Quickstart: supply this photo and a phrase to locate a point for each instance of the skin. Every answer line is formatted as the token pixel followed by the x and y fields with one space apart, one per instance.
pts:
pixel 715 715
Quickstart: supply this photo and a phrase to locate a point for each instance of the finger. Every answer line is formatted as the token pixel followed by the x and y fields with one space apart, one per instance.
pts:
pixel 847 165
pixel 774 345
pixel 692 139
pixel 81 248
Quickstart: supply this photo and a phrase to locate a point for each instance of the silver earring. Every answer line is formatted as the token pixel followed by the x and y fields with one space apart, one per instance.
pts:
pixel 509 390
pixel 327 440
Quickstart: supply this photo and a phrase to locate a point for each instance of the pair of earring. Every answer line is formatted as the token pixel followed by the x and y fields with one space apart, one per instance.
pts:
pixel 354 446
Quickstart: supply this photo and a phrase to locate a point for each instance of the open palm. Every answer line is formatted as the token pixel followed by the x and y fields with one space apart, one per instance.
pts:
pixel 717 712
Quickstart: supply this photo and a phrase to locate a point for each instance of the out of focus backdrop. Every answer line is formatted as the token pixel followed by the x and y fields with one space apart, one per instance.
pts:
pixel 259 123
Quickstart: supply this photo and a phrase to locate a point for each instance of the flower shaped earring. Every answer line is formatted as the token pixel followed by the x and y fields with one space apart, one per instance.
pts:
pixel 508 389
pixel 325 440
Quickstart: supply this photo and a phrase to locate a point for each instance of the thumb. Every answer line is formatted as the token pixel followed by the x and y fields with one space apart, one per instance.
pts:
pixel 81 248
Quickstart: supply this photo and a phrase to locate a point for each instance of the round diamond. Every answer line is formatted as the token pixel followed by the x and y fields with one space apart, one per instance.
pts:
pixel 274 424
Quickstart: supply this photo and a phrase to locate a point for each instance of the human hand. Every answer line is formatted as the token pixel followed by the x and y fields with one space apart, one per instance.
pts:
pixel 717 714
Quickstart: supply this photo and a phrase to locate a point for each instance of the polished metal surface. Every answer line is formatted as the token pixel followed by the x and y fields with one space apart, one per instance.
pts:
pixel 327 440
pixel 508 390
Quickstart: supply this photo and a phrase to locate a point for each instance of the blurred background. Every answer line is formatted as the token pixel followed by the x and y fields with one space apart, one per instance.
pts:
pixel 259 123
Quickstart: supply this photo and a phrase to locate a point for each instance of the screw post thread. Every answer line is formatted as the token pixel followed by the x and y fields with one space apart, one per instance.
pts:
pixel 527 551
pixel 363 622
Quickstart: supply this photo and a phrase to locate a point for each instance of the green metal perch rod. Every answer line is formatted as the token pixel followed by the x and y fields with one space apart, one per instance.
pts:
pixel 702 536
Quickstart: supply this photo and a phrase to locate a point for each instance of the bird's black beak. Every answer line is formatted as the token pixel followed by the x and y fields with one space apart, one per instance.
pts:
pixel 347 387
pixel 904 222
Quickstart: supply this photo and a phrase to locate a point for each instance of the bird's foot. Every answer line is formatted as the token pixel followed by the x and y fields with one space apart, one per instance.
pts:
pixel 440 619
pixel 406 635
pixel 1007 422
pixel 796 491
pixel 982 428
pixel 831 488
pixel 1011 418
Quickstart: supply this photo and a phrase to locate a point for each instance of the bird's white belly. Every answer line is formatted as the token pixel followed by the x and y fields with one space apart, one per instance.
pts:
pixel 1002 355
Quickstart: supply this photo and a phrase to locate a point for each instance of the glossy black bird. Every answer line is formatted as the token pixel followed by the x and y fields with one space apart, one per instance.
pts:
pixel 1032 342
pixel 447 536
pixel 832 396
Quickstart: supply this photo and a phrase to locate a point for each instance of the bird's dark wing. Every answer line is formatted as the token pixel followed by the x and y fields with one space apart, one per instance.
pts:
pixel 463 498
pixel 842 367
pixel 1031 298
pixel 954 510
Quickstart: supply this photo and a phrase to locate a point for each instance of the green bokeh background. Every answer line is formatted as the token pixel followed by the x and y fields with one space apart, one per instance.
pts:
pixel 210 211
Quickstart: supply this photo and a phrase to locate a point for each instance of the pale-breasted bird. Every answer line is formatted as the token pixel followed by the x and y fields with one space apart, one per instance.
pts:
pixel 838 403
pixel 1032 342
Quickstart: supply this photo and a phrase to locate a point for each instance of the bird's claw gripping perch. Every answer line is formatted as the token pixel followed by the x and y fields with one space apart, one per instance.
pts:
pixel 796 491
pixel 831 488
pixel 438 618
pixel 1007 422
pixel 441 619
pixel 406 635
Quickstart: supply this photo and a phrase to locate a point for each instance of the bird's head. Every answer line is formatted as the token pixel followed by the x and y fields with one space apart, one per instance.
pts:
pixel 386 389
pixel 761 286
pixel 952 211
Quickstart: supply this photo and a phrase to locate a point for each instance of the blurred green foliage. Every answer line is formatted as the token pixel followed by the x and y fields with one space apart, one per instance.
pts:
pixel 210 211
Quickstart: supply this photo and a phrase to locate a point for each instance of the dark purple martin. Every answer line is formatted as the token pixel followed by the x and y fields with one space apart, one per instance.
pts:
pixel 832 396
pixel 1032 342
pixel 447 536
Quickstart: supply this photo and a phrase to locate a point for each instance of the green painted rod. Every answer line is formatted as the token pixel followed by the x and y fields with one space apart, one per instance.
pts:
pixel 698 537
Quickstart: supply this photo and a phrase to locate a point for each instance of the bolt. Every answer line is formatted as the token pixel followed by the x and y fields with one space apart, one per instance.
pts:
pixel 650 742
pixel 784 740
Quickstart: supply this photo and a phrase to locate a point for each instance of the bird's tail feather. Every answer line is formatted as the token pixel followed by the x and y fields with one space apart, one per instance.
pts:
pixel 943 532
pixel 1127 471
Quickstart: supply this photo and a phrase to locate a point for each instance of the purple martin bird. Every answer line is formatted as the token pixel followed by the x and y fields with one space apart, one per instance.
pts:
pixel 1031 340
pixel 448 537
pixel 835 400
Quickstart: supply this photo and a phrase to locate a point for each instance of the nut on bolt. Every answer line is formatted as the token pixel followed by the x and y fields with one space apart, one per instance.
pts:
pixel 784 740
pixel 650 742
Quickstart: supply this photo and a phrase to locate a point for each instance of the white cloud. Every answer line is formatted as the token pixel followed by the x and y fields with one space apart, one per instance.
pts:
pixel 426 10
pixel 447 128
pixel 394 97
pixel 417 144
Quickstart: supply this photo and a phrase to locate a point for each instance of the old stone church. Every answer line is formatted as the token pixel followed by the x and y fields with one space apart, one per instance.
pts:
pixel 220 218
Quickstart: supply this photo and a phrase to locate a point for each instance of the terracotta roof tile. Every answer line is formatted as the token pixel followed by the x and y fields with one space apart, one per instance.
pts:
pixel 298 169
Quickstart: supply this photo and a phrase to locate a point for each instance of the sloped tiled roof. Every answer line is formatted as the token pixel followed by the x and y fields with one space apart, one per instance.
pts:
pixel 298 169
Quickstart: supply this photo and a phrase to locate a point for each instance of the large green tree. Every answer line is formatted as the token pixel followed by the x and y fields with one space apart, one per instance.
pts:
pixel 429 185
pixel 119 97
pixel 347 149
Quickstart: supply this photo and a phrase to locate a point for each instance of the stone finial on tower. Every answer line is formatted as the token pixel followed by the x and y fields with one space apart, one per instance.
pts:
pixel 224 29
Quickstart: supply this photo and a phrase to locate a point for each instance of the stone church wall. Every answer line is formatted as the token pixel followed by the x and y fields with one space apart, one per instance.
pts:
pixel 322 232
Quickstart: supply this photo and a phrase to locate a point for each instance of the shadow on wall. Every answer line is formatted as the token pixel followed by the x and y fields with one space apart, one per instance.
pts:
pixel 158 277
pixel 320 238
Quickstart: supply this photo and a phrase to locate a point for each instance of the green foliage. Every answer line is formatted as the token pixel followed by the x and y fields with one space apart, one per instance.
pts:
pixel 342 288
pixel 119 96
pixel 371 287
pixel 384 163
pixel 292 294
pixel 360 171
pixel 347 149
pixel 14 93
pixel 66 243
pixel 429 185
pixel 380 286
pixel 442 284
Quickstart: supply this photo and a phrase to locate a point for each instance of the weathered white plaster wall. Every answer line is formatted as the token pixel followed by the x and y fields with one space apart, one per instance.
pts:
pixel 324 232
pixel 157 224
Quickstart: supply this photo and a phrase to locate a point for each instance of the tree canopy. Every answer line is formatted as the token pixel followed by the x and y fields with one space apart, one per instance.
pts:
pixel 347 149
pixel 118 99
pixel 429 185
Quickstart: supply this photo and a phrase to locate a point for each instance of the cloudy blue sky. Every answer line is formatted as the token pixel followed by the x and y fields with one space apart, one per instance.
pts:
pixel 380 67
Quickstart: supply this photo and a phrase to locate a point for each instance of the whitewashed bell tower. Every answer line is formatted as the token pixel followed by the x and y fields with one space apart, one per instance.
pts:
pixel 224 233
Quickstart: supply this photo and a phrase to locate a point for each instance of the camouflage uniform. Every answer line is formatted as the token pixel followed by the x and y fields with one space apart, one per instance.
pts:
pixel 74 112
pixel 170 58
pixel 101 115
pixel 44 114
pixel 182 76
━━━━━━━━━━
• _THE PROBLEM_
Please write out everything from the line containing "of the flower" down to the line containing "pixel 508 390", switching "round diamond" to "square diamond" and keeping all else unchanged.

• _EXERCISE SOLUTION_
Quickstart: supply this photo and a phrase to locate a point for each instance of the flower shaped earring. Every answer line is formatted as the token pixel followed by the x and y fields with one space apart, one per instance.
pts:
pixel 508 389
pixel 325 440
Quickstart: supply this photo and a phrase to locate a point for each instance of the thumb. Every answer line is formatted as the token pixel followed by the x and y fields with one space apart, one per instance.
pts:
pixel 81 248
Quickstart: supply this photo and a phrase to locate a point for each instance of the square diamond. Every answer line is formatted as the token pixel followed by the x and y fields with one space apart, one per instance.
pts:
pixel 274 424
Quickstart: supply this photo and a phrase to locate a point for each instance of the human hand. Every answer line is formatted as the token pixel followed by the x and y fields with one space apart, one per instance.
pts:
pixel 717 714
Quickstart: supply this photo and a phrase to locate a point for each instance of the polished metal surface. Every answer line is formatted as the token pixel followed by the x and y fields with one space apart, one per instance.
pts:
pixel 327 440
pixel 508 390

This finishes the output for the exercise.